■ Exercise description ■
Rewrite the listing below as a JSON list of strings, one string per line, leaving out blank lines and any pictures.

■ Material provided ■
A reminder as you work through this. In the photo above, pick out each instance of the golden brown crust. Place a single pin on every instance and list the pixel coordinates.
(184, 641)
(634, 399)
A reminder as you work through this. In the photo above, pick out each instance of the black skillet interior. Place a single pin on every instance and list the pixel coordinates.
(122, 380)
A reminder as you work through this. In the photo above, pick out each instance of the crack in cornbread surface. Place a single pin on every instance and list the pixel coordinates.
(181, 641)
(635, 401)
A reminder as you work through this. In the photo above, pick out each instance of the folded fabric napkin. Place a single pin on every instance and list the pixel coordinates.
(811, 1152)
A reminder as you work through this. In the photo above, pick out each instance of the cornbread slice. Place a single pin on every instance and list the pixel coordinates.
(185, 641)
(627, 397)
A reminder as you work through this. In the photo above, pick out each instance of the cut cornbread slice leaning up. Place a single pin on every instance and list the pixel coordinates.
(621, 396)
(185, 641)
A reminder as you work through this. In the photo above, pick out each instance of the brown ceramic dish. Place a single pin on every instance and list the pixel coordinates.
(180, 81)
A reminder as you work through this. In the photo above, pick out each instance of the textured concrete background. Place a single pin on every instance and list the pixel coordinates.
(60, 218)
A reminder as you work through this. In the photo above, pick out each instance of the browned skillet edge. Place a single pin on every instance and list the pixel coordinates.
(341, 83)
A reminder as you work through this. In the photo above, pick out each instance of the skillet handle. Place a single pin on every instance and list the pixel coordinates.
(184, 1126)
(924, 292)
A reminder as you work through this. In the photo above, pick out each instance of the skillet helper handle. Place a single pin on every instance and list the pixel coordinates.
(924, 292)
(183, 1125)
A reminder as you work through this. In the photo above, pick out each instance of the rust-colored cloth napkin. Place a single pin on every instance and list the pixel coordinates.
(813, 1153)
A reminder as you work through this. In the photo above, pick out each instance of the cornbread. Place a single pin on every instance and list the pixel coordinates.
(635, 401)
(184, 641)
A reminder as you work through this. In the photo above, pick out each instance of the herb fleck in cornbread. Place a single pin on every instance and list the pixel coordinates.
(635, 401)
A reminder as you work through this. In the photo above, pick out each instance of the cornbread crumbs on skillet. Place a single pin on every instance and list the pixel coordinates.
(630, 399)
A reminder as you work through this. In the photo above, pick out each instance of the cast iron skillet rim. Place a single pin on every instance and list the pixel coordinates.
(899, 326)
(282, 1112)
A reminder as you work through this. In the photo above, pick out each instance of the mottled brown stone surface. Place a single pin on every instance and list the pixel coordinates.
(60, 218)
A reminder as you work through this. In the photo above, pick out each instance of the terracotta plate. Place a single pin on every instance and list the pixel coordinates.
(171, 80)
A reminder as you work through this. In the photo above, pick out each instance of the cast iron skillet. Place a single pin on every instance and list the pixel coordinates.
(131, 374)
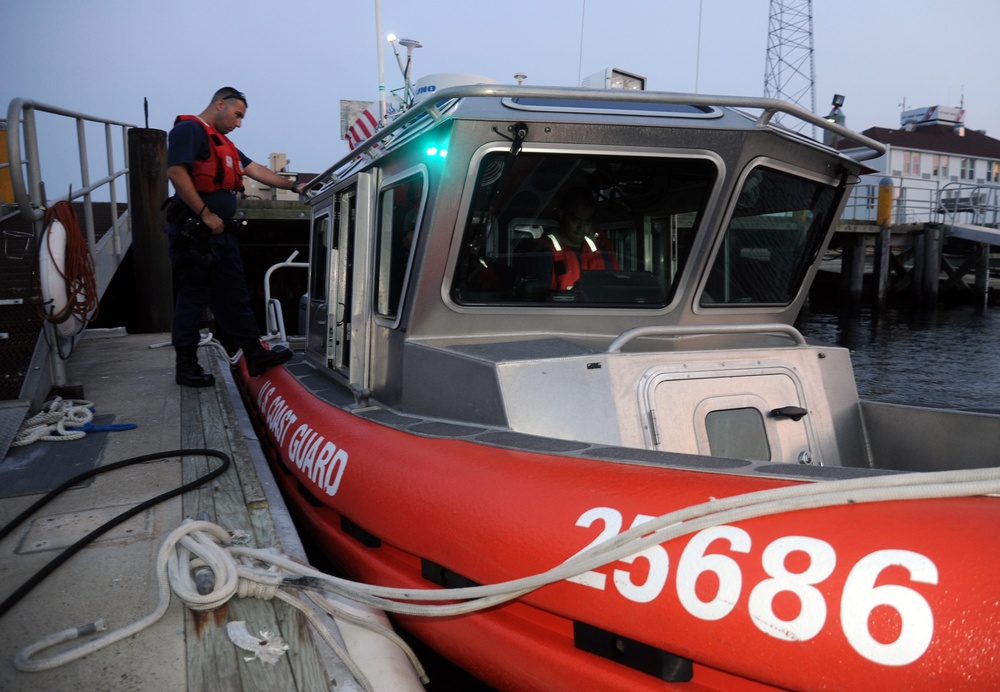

■ Answer to this task ■
[
  "A reminder as you work through this. In the photo above, pick out each instance of the golden brown crust. Place a single pin on every instance and list the pixel coordinates.",
  "(184, 641)",
  "(634, 399)",
  "A reminder as you work through this. In the photo above, pick out each instance of the black skillet interior. Place a single pin on every instance and list the pixel coordinates.",
  "(122, 380)",
  "A reminder as you work through this. In the photo above, pick out each instance of the crack in cornbread surface. Place a single pin on every instance and list the pixel coordinates.",
  "(181, 641)",
  "(635, 401)",
  "A reminder as you work through this. In the photo above, pick out each instance of the folded fabric napkin. Place a single pin on every instance and list the pixel coordinates.",
  "(811, 1152)",
  "A reminder as you work through this. In the photo above, pick out each instance of the cornbread slice. Place a single pin on every instance and list the pixel coordinates.",
  "(185, 641)",
  "(627, 397)",
  "A reminder as you work through this. In the photo above, pick out each instance of the cut cornbread slice leaning up. Place a single pin on every instance and list the pixel coordinates.",
  "(621, 396)",
  "(185, 641)",
  "A reminder as you work through this. In the photo above, pick out each instance of the brown ceramic dish. Place a single pin on every instance and list the pixel coordinates.",
  "(180, 81)",
  "A reminder as you work through this. In the photo above, pick out each instance of the textured concrete background. Place a single pin on every instance and list the pixel coordinates.",
  "(60, 218)",
  "A reminder as you work through this. In the photo above, pick out each instance of the browned skillet edge. Place a single pin on every instance and list the pixel coordinates.",
  "(341, 83)",
  "A reminder as you work through this. In the photo above, pick out each instance of the skillet handle. Place a single pin on every instance and list the pixel coordinates.",
  "(184, 1126)",
  "(924, 292)",
  "A reminder as you work through this. In the photo above, pick out each instance of the skillet helper handle. Place a single pin on every instance and list the pixel coordinates.",
  "(924, 292)",
  "(183, 1125)",
  "A reminder as you work through this. In the photo above, pick out each instance of the rust-colored cloth napkin. Place a single pin on every instance and list the pixel coordinates.",
  "(813, 1153)",
  "A reminder as you work through this. In the photo above, pick out each instance of the cornbread. Place a single pin on every instance and list the pixel coordinates.",
  "(635, 401)",
  "(184, 641)",
  "A reminder as you work through this. In the photo above, pick out each instance of the herb fleck in cornbread. Place a single pin on every instance and list the pixel coordinates.",
  "(635, 401)",
  "A reminder as you work through this. In the photo above, pick out each instance of the cornbread crumbs on skillet. Place a single pin on every instance and list the pixel coordinates.",
  "(630, 399)",
  "A reminder as you work through this. In the photo above, pick out each instance of the cast iron skillet rim. Place a single pin on every instance and list the pixel coordinates.",
  "(899, 326)",
  "(282, 1112)",
  "A reminder as you work through this. In the photo above, pick out each instance of the mottled brown stone surface. Place a single pin on every instance and list the pixel coordinates.",
  "(60, 218)",
  "A reminder as you work through this. In the photo above, pick out each instance of the terracotta plate. Place a single pin on every instance and list the pixel coordinates.",
  "(171, 80)",
  "A reminder as you work through this. In the photo above, pick out each instance of the cast iron skillet. Place a single pin on every instance and list the pixel coordinates.",
  "(131, 374)"
]